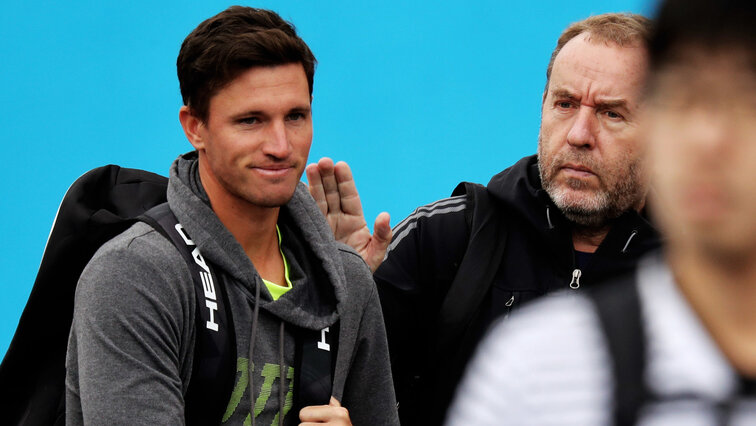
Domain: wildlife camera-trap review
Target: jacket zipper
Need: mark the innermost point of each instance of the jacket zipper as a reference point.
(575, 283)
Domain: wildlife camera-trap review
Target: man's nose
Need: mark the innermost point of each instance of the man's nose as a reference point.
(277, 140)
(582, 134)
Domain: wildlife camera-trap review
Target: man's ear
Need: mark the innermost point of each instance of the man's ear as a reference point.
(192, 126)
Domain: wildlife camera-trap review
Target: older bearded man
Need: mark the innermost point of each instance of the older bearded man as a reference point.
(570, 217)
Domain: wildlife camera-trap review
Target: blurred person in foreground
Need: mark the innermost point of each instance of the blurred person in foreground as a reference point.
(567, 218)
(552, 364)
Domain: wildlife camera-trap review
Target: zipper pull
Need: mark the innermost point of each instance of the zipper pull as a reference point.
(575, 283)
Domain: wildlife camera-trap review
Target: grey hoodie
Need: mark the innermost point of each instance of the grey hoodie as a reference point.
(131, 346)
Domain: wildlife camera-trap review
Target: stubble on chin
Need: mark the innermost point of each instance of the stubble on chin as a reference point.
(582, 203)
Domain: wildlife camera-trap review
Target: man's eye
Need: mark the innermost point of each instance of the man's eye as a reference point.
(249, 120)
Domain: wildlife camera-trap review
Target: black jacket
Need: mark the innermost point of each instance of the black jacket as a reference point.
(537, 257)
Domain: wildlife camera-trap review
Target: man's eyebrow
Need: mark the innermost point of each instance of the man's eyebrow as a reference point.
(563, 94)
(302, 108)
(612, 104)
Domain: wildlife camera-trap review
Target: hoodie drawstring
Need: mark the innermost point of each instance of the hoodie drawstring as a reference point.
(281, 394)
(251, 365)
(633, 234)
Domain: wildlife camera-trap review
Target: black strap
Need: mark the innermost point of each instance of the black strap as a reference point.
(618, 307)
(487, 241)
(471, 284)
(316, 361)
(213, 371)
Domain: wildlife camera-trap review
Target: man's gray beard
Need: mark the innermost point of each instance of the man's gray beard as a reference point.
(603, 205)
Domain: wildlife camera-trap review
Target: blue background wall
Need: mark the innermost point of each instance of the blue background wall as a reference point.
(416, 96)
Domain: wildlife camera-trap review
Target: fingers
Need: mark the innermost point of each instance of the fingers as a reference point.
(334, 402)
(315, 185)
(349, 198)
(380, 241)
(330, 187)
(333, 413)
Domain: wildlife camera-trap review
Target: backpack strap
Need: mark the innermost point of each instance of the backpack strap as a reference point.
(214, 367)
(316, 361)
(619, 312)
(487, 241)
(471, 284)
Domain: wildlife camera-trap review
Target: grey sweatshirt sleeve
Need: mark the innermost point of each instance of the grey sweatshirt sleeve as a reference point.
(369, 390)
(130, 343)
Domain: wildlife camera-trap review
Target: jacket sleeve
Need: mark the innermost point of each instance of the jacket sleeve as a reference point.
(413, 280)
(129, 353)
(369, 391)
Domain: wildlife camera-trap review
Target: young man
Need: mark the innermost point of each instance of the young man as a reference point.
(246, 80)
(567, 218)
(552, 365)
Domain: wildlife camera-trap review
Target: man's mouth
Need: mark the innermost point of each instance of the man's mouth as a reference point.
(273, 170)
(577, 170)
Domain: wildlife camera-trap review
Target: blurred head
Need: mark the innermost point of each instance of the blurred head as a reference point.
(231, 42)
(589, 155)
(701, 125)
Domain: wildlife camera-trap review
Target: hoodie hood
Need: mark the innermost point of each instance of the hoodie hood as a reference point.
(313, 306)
----------
◆ ACTIVITY ◆
If a picture appears among the entries, omit it and reproduce everything else exactly.

◆ OUTPUT BELOW ◆
Domain: wildlife camera-trap review
Target: jacket zipper
Need: mark the innermost point of each instance of the jacket zipper as a reference point.
(575, 283)
Domain: wildlife camera-trap review
Target: man's nose
Need: mark the innermost point of each instance of the man's nose as a reference point.
(277, 140)
(582, 134)
Domain: wildlife camera-trap review
Target: man's ear
Need: mark the innermost point of each instance of the man's ear as a reference point.
(192, 126)
Domain: wildlife camera-trap review
Target: older bearded man
Need: mark the innermost point of each instance of the older bearded man as a reference point.
(570, 217)
Domain: wildlife camera-trap review
Target: blurred person in foreground
Need: mark the innermost point of each instance of the blurred person in foreground as a reference point.
(567, 218)
(552, 364)
Domain: wildlife camera-trap review
Target: zipper pull
Need: mark the innermost point of each instance of the zipper pull as a reference point.
(575, 283)
Domain: wildlife camera-trap review
Target: grey hoodie
Need: mark the innermost point of each instance of the grey hoodie as a reference point.
(131, 346)
Domain: wildlife camera-trap review
Target: stubble on chin
Need: mark the innermost point of each instance of the stubble on chin as a reference point.
(582, 203)
Domain: wildlife camera-trap review
Target: man's eye
Need: mark the innermost point of each instance of the man's eye as a reference point.
(249, 120)
Domain: wildlife camera-trap review
Target: black jacket
Need: mark the innermost point of each instance of the black jacket as a reference point.
(537, 257)
Domain: wildlife camera-trap review
Target: man's eyebrow
Need: mark the innermost point of each instance of the man's eyebrow as a reference point.
(563, 94)
(302, 108)
(612, 104)
Domain: wildlife camera-trap review
Target: hoodie drawstring
Need: mark the innermost point of each instance of the hoodie drawstring as a reference point.
(281, 394)
(251, 365)
(633, 234)
Domain: wildlife camera-trap review
Target: black strap
Need: mark the innermost point of each instance of the black strap as a reference point.
(618, 307)
(487, 241)
(471, 284)
(316, 361)
(213, 371)
Domain: wildlife camera-trap review
Target: man's gray beard
Need: mark the innermost point of each instance of the man's gray beard as a reference point.
(603, 205)
Domain: wildlife camera-trap review
Target: blue background wall
Need: mark the innermost point of each instance of the blue background wall as a reference point.
(416, 96)
Domain: wildlife camera-trap review
Target: fingers
Need: mark the innermost point of each instance of the fingers as a reference point.
(334, 402)
(315, 185)
(349, 198)
(380, 241)
(330, 187)
(333, 413)
Domain: wildlife camera-trap review
Target: backpack strap
Need: mark the innermost point of each instance of the backpack strap as a reference point.
(214, 367)
(316, 361)
(619, 312)
(487, 241)
(471, 284)
Domain: wildlife camera-trap review
Target: grey sweatshirt sleeve
Need: mark the innermost point of each instance of the grey sweatshirt sleeve as a reference point.
(369, 390)
(130, 343)
Domain: wildlife camera-trap review
Target: jacket sleeve
Need: mark the innermost point of each instance of the jacket sleeve as a reference point.
(413, 280)
(129, 353)
(369, 391)
Domain: wildlife camera-trap review
Target: young man
Need: mark the innermost point of each instance of the young man as a reference point.
(246, 80)
(567, 218)
(552, 365)
Domain: wildlife camera-trap review
Target: man's mouth
Need: mark the innermost point of each instance of the man's mouth as a reference point.
(273, 170)
(577, 170)
Domain: wildlife camera-trap review
Target: blurred head
Need: mark the innermost point of each instance of the blurred head as a reference point.
(231, 42)
(589, 155)
(701, 125)
Domain: wildlife camera-trap review
Target: hoodie hood
Need: mark the innermost point of each instance of the hoodie hood as a reference point.
(313, 306)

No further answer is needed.